*Work task*. All lines of the records below that contain the word "salad" must be listed.

Data entries
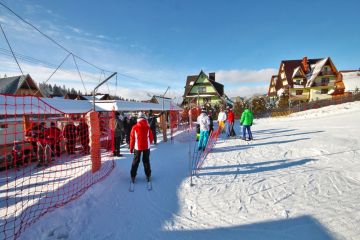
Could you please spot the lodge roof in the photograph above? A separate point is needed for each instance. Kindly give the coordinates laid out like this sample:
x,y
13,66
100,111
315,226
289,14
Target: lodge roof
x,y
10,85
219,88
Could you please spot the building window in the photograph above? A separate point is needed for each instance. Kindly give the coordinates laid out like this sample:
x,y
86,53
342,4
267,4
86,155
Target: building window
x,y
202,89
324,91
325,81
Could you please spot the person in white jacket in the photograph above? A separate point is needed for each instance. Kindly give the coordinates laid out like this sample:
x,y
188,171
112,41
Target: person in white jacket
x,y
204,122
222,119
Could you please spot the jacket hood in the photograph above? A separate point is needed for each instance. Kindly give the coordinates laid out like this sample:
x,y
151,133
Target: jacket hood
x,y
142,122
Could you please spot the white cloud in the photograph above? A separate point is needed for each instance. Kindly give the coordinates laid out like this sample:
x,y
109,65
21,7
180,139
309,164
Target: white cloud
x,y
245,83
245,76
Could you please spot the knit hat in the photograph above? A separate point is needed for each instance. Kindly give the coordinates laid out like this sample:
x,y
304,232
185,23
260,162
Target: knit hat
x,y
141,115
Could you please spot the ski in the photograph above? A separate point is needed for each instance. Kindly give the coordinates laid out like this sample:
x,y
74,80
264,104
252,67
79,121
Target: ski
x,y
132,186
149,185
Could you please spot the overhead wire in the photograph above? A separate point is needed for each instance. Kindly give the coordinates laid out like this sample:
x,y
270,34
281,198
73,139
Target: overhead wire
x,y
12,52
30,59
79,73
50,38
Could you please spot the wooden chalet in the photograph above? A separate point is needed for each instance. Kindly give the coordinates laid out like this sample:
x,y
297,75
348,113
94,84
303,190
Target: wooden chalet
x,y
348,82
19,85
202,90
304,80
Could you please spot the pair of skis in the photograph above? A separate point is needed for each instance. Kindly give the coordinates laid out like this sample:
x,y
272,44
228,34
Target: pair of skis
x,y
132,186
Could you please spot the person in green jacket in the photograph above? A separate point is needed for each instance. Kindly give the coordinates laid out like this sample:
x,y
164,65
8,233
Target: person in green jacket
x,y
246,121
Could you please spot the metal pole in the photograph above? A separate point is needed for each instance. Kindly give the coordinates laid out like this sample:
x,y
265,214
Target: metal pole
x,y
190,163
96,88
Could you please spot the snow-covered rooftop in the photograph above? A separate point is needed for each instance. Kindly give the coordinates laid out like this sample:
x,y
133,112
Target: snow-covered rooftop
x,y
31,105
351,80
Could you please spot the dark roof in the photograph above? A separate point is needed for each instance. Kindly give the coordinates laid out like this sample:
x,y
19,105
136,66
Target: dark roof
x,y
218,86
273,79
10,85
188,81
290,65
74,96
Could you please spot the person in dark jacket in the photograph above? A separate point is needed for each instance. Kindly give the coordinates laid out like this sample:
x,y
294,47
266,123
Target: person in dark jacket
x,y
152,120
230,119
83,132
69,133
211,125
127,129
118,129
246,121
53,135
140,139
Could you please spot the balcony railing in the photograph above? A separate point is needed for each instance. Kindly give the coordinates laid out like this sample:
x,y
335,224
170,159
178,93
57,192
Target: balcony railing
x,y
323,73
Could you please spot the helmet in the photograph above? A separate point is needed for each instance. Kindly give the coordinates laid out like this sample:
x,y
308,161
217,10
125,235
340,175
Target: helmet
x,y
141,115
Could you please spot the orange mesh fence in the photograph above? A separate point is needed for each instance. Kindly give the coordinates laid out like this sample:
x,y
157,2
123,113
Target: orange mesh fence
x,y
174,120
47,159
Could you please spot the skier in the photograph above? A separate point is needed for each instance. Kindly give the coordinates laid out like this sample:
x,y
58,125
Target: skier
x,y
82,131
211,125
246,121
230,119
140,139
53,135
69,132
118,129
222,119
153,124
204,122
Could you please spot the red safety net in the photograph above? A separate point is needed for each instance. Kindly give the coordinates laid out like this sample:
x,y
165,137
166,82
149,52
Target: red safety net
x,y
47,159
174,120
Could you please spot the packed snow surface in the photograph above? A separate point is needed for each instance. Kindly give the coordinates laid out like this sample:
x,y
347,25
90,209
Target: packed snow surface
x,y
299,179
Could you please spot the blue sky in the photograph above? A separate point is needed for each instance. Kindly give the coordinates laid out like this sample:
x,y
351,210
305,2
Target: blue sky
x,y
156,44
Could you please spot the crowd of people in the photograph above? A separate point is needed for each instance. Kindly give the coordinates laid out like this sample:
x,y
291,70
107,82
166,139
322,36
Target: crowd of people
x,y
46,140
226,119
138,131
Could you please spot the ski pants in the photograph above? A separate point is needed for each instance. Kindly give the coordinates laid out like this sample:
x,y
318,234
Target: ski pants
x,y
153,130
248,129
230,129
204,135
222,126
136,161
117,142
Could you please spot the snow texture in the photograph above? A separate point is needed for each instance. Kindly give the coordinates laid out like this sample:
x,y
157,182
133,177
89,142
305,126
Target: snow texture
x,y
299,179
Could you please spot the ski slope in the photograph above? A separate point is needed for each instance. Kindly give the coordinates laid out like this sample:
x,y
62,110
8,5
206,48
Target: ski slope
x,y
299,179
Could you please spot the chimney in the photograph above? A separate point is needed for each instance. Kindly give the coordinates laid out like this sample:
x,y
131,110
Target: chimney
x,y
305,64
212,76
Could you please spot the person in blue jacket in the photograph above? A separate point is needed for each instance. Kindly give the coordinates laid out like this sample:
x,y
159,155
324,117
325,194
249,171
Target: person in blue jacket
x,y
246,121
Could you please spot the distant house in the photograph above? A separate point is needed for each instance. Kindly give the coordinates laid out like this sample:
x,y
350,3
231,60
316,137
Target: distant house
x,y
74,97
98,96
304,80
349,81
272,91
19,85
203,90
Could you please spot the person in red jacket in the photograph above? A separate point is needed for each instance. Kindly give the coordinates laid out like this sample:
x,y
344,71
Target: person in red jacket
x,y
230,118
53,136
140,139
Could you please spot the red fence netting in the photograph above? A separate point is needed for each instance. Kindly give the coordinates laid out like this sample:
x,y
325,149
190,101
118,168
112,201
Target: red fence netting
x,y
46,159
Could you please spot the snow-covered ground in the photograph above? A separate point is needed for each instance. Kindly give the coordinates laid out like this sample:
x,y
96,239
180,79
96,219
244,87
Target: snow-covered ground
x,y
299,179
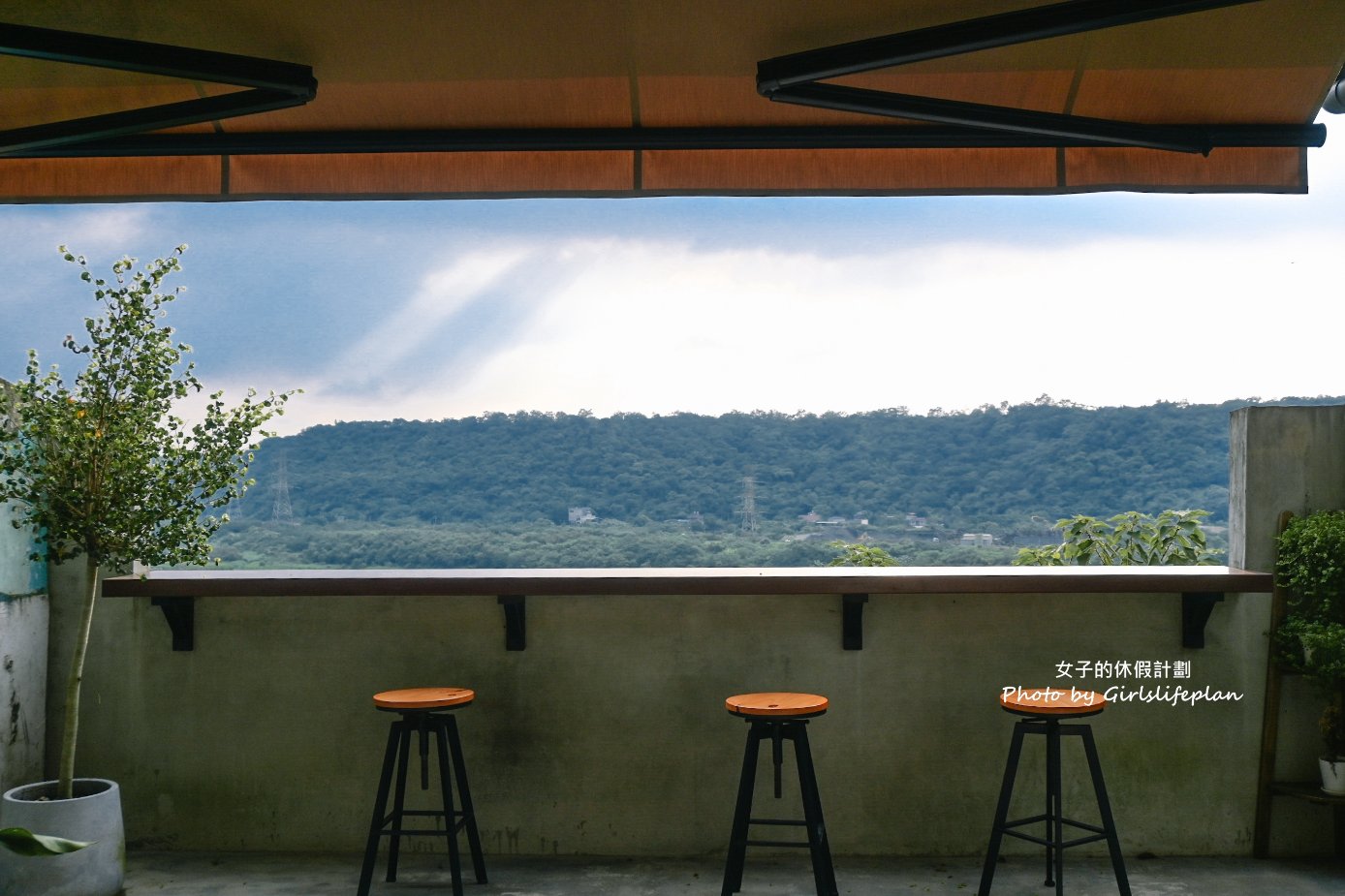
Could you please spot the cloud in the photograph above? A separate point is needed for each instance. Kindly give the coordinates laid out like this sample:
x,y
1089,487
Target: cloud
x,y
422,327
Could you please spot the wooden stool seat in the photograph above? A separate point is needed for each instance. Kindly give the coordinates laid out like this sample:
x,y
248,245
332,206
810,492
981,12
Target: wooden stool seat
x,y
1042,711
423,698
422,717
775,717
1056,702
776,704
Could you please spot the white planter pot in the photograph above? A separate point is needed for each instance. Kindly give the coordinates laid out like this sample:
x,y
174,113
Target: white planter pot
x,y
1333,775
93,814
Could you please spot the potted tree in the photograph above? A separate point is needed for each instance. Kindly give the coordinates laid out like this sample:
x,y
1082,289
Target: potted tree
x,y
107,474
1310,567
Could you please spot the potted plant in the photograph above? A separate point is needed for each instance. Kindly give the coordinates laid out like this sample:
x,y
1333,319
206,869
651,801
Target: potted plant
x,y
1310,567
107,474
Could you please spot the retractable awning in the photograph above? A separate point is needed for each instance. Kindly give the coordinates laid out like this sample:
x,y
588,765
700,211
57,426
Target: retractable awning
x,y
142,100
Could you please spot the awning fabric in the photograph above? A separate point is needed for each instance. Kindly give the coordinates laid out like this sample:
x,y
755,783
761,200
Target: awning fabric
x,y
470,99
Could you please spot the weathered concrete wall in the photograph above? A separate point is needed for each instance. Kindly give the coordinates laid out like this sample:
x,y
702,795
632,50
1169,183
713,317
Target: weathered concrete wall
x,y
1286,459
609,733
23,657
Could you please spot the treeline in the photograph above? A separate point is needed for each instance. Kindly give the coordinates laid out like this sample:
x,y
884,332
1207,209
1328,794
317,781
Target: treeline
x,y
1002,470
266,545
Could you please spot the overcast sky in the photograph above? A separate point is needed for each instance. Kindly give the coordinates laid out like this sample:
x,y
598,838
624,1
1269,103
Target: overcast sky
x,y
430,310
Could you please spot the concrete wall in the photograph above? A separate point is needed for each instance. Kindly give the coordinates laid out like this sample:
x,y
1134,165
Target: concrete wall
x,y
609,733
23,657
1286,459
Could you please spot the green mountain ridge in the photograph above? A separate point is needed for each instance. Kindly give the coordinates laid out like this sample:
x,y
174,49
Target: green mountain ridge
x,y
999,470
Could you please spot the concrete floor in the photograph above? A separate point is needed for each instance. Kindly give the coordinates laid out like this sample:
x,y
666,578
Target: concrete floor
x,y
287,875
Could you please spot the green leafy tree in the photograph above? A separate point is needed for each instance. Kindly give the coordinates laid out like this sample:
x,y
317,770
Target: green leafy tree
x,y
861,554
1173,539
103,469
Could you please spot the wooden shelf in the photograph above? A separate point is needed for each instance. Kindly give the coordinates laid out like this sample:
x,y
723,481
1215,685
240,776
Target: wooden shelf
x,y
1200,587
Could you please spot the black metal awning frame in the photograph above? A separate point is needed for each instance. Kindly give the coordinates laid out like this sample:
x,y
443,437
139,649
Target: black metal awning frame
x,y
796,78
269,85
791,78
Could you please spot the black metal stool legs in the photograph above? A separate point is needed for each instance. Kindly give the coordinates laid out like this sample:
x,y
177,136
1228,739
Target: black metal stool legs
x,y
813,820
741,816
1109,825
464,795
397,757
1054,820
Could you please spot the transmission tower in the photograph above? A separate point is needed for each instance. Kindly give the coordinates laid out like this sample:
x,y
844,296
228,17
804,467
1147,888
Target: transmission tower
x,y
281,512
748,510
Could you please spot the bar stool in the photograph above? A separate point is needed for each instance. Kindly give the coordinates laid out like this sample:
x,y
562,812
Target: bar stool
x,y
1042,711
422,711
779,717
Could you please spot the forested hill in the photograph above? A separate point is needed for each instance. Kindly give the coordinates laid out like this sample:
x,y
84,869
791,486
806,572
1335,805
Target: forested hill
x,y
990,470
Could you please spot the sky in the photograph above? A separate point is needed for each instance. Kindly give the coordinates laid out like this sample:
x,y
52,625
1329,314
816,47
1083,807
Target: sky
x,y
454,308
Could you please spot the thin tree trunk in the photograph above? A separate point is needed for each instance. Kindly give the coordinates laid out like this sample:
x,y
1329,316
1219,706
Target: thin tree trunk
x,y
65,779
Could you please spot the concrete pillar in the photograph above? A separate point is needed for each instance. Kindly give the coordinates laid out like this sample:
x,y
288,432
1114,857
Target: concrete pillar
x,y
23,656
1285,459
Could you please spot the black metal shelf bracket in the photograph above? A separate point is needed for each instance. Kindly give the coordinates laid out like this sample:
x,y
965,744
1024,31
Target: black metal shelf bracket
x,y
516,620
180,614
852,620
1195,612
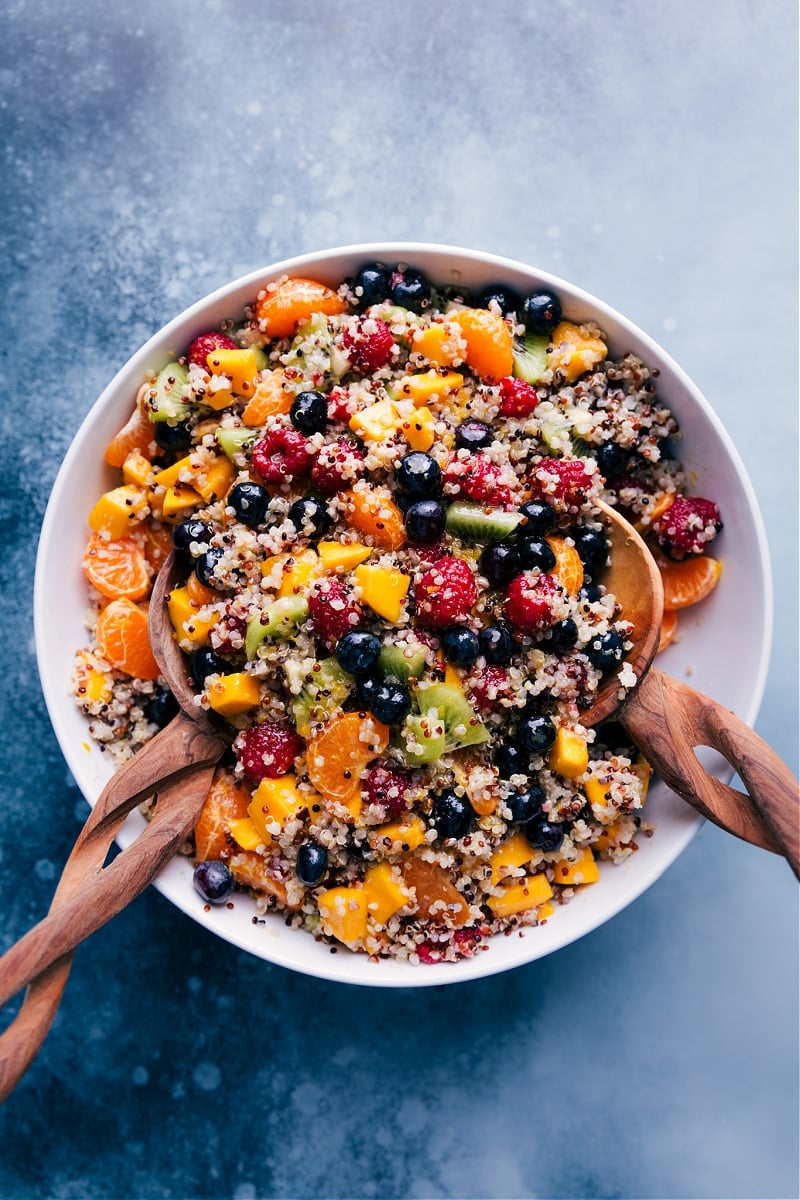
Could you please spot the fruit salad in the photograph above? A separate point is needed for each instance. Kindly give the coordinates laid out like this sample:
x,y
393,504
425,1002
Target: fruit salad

*Output of the task*.
Could you please spot the fruit salad in the photograph above? A separate point is needed for each instance. Kindly give the coordinates laid out like this sample:
Target: fruit salad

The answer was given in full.